■ INSTRUCTIONS TO FOLLOW: Rewrite everything from the start of the material down to the line containing "MULTIPOLYGON (((33 91, 34", changing "steel rail" to "iron track" and leaving the rest as it is.

■ DATA SHOWN:

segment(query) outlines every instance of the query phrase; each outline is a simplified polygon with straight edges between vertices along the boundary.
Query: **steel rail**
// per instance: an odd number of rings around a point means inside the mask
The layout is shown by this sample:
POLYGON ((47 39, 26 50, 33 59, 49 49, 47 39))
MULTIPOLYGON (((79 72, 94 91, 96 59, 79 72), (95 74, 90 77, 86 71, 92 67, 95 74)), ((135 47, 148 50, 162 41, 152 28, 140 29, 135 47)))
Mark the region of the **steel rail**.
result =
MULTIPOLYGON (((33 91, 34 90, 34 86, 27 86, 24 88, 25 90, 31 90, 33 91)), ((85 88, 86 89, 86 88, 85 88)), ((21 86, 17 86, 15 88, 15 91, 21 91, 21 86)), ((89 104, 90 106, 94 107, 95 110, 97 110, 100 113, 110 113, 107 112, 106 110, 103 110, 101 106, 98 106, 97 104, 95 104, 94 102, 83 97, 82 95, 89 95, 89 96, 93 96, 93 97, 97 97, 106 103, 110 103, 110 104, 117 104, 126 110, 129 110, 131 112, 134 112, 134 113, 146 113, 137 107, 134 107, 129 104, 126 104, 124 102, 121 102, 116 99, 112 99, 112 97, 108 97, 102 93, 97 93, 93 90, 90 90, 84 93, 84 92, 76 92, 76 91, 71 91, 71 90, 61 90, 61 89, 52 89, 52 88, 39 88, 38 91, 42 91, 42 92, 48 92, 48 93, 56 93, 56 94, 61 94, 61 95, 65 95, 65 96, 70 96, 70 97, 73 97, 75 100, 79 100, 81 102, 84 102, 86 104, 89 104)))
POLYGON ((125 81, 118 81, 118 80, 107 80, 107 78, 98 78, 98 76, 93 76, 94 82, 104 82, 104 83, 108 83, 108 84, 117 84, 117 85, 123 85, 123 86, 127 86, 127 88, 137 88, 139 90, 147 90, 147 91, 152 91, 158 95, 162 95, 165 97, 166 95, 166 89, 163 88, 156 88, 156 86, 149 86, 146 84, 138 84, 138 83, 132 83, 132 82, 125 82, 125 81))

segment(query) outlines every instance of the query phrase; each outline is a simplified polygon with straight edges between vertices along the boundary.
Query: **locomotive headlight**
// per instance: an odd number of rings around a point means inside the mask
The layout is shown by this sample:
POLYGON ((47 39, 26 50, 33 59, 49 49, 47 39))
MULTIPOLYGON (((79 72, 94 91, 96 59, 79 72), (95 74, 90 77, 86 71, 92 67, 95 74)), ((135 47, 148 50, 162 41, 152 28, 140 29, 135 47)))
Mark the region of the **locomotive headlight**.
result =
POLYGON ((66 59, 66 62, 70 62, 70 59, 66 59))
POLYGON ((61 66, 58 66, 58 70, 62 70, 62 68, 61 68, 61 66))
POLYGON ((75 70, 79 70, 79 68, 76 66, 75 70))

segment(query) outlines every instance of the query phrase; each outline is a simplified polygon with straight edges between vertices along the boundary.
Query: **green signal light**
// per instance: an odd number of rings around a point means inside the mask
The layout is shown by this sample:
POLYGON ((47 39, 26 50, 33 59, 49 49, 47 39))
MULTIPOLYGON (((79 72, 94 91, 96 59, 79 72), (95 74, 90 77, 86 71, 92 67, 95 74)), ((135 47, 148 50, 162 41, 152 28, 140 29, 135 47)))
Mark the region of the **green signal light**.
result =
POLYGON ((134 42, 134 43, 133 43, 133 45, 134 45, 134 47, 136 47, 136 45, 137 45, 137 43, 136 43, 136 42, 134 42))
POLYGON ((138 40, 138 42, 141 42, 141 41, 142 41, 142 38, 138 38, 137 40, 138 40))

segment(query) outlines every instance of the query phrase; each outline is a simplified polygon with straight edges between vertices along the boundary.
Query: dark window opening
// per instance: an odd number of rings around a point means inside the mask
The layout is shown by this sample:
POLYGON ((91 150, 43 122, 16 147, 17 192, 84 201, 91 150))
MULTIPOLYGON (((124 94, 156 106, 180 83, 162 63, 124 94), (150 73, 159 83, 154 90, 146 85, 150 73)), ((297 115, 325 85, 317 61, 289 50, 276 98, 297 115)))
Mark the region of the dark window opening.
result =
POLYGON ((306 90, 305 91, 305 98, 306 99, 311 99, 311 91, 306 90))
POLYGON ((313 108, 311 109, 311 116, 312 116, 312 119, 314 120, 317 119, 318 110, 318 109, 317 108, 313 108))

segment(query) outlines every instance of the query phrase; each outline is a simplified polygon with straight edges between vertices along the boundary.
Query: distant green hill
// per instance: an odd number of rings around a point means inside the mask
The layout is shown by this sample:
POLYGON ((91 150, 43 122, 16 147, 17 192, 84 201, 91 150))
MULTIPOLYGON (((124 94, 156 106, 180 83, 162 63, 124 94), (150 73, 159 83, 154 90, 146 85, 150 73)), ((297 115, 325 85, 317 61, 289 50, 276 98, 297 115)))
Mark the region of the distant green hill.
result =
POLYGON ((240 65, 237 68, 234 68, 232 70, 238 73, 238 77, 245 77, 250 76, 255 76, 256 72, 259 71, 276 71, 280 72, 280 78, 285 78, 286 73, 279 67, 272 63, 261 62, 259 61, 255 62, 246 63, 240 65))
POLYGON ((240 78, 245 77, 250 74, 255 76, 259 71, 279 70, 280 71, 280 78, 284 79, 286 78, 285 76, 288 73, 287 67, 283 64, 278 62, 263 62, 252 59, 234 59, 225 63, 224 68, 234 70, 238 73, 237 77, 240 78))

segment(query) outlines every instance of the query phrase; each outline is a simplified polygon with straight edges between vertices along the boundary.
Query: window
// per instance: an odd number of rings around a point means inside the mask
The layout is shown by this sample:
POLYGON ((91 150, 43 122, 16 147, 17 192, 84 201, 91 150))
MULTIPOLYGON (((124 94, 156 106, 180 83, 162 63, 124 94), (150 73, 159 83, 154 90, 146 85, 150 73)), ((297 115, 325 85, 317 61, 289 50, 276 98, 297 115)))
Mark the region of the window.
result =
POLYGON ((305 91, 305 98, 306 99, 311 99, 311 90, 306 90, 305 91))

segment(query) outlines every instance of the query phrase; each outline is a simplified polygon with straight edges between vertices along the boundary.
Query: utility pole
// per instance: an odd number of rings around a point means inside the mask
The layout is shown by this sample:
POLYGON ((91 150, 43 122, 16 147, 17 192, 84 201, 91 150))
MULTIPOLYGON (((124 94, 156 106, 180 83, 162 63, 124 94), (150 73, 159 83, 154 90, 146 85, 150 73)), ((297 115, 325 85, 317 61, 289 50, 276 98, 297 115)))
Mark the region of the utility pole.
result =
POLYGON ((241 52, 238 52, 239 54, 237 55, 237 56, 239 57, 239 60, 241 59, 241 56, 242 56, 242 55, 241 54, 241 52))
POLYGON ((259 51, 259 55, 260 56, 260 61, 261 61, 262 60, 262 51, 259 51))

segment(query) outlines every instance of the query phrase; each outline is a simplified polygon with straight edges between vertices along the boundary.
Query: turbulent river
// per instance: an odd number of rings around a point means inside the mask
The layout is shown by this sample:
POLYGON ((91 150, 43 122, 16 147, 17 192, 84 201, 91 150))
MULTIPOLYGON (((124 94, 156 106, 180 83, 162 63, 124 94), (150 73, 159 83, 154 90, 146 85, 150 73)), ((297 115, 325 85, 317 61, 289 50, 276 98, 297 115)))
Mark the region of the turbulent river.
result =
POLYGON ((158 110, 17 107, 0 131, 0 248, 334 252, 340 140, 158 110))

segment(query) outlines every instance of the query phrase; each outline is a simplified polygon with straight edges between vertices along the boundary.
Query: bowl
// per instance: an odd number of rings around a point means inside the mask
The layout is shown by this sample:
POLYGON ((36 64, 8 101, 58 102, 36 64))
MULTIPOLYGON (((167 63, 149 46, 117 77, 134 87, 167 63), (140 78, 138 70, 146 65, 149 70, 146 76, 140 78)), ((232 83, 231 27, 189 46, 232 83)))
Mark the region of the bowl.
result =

■ COMPLETED EXERCISE:
segment(query) outlines every instance of the query phrase; each outline is a simplified polygon with straight edges between vertices along the boundary.
Query: **iron track**
// per instance: an odd number of rings around a point means inside the mask
The layout is shown by this sample:
POLYGON ((47 39, 26 50, 33 59, 49 49, 47 39))
MULTIPOLYGON (((79 72, 94 91, 96 59, 79 72), (95 74, 90 77, 86 71, 92 67, 95 74)), ((135 47, 148 50, 162 41, 152 28, 140 29, 135 47)))
Mark the region of the **iron track**.
result =
MULTIPOLYGON (((33 91, 34 90, 34 86, 27 86, 24 88, 25 90, 31 90, 33 91)), ((85 88, 86 89, 86 88, 85 88)), ((21 86, 17 86, 15 88, 15 91, 21 91, 21 86)), ((89 104, 90 106, 94 107, 95 110, 97 110, 100 113, 110 113, 107 112, 106 110, 103 110, 101 106, 98 106, 97 104, 95 104, 94 102, 83 97, 82 95, 89 95, 89 96, 93 96, 93 97, 97 97, 106 103, 110 103, 110 104, 117 104, 126 110, 129 110, 131 112, 134 112, 134 113, 146 113, 137 107, 134 107, 129 104, 126 104, 124 102, 121 102, 116 99, 112 99, 112 97, 108 97, 102 93, 97 93, 93 90, 90 90, 84 93, 84 92, 76 92, 76 91, 71 91, 71 90, 61 90, 61 89, 52 89, 52 88, 39 88, 38 91, 42 91, 42 92, 48 92, 48 93, 56 93, 56 94, 61 94, 61 95, 65 95, 65 96, 70 96, 70 97, 73 97, 75 100, 79 100, 81 102, 84 102, 86 104, 89 104)))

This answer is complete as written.